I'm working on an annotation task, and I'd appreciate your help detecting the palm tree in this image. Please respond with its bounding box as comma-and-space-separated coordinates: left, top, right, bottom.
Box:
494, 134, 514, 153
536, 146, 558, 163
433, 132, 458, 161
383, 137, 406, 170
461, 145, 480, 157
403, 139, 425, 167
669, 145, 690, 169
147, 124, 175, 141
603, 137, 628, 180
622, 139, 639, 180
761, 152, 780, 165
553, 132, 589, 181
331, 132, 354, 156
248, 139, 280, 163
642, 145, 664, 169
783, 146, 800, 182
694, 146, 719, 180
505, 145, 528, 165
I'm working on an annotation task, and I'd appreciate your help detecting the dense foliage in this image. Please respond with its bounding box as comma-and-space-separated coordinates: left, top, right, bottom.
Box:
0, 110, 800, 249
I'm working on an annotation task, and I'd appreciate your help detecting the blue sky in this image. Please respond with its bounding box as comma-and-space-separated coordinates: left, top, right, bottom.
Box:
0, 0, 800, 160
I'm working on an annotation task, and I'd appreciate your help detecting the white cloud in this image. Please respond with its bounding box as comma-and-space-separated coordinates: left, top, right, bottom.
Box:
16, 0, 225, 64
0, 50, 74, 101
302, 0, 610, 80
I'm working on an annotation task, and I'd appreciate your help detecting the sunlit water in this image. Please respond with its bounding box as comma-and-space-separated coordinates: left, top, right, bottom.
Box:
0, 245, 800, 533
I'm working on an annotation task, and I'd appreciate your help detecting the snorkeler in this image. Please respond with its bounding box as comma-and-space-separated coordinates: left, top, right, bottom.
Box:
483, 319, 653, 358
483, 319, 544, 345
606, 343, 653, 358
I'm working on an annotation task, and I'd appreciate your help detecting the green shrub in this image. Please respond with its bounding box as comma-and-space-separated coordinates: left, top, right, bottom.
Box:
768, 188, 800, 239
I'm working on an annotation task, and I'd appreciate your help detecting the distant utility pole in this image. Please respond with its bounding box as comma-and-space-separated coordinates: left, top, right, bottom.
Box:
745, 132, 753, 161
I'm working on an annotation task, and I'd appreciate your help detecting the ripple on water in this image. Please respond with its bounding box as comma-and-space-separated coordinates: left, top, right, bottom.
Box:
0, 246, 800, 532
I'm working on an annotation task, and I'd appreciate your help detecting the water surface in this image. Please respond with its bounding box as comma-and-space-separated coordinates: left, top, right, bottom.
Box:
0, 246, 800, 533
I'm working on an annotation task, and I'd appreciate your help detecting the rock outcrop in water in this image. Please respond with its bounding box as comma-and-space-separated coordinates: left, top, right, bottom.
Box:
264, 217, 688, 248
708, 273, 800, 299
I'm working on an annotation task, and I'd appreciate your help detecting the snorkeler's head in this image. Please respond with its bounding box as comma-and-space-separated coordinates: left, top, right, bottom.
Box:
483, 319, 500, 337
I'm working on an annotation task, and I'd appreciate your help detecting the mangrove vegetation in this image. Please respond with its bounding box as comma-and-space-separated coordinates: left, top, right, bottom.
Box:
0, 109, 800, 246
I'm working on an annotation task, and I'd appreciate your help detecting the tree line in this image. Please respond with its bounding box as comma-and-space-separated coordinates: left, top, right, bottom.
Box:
--
▶ [WHAT THE TASK ASKS]: Please rewrite every one of the items above, putting "labeling project" wherever "annotation task" appears and leaving everything else unchanged.

▶ [ANSWER TO THE EXERCISE]:
I'm working on an labeling project, and I'd appreciate your help detecting the palm tree in this image. Please respond with its bounding box as comma-and-space-separated coordinates: left, top, right, bottom.
Box:
494, 134, 514, 153
536, 146, 558, 163
433, 132, 458, 161
383, 137, 406, 170
461, 145, 480, 157
403, 139, 425, 167
669, 145, 690, 169
147, 124, 175, 141
603, 137, 628, 180
622, 139, 639, 180
761, 152, 780, 165
553, 132, 589, 181
331, 132, 354, 156
248, 139, 280, 163
642, 145, 664, 169
783, 146, 800, 182
694, 146, 719, 180
505, 145, 528, 165
I'm working on an labeling project, and I'd appreciate your help detecting the dense foliage in this image. Please respond with its bounding box as comma-and-space-separated coordinates: left, top, right, bottom.
Box:
0, 110, 800, 249
I'm working on an labeling project, and I'd appreciate your help detecting the blue sky in this image. Please respond with its bounding box as comma-and-space-separated coordinates: left, top, right, bottom.
Box:
0, 0, 800, 160
I'm working on an labeling project, and I'd appreciate your help detecting the white cloud in this image. Please respond with its bounding box as comma-and-space-separated coordinates: left, top, right, bottom.
Box:
16, 0, 225, 64
0, 50, 74, 101
302, 0, 610, 80
I'm working on an labeling project, and I'd appreciate your help detecting the sunlit water in this image. Please respond with its bounding box as comma-and-space-separated coordinates: left, top, right, bottom.
Box:
0, 245, 800, 533
I'm working on an labeling project, and I'd appreciate your help detecting the snorkeler in this image. Please respond with its bounding box as comma-and-space-separated coordinates: left, top, right, bottom.
Box:
483, 319, 653, 358
483, 319, 544, 345
606, 343, 653, 358
I'm working on an labeling project, and I'd appreciate your help detecting the green shrub in this image. Please respond with its bounding box as comma-and-space-separated coordinates: left, top, right, bottom.
Box:
768, 188, 800, 239
I'm working on an labeling project, and I'd appreciate your help detecting the distant utility pole in this image. Please respond with its bounding box as comma-and-space-separated coordinates: left, top, right, bottom.
Box:
745, 132, 753, 161
I'm working on an labeling project, and I'd appreciate your help detecting the ripple on water in this image. Please respond with its bounding box as comma-and-space-separated coordinates: left, top, right, bottom.
Box:
0, 246, 800, 532
I'm working on an labeling project, and I'd appreciate your help detecting the water surface in this image. Please respond with its bounding box as comma-and-space-separated coordinates: left, top, right, bottom.
Box:
0, 246, 800, 533
I'm working on an labeling project, and I'd appreciate your help detecting the rock outcrop in water in this image. Please respond with its bounding box as comma-and-space-separated coordinates: left, top, right, bottom.
Box:
264, 217, 688, 248
708, 273, 800, 299
I'm working on an labeling project, and I'd appreciate your help detecting the snorkeler's head in this image. Please respond with its bounding box as comma-and-space-separated coordinates: left, top, right, bottom.
Box:
483, 319, 500, 337
I'm working on an labeling project, and I'd appreciate your help detecting the mangrove vegetation in this image. Please respond with its bounding box as comma-and-space-separated coordinates: left, top, right, bottom.
Box:
0, 109, 800, 246
I'm working on an labeling project, and I'd appreciate your help detecting the tree line in this image. Please respond with its bounding box as comma-and-space-separated coordinates: left, top, right, bottom.
Box:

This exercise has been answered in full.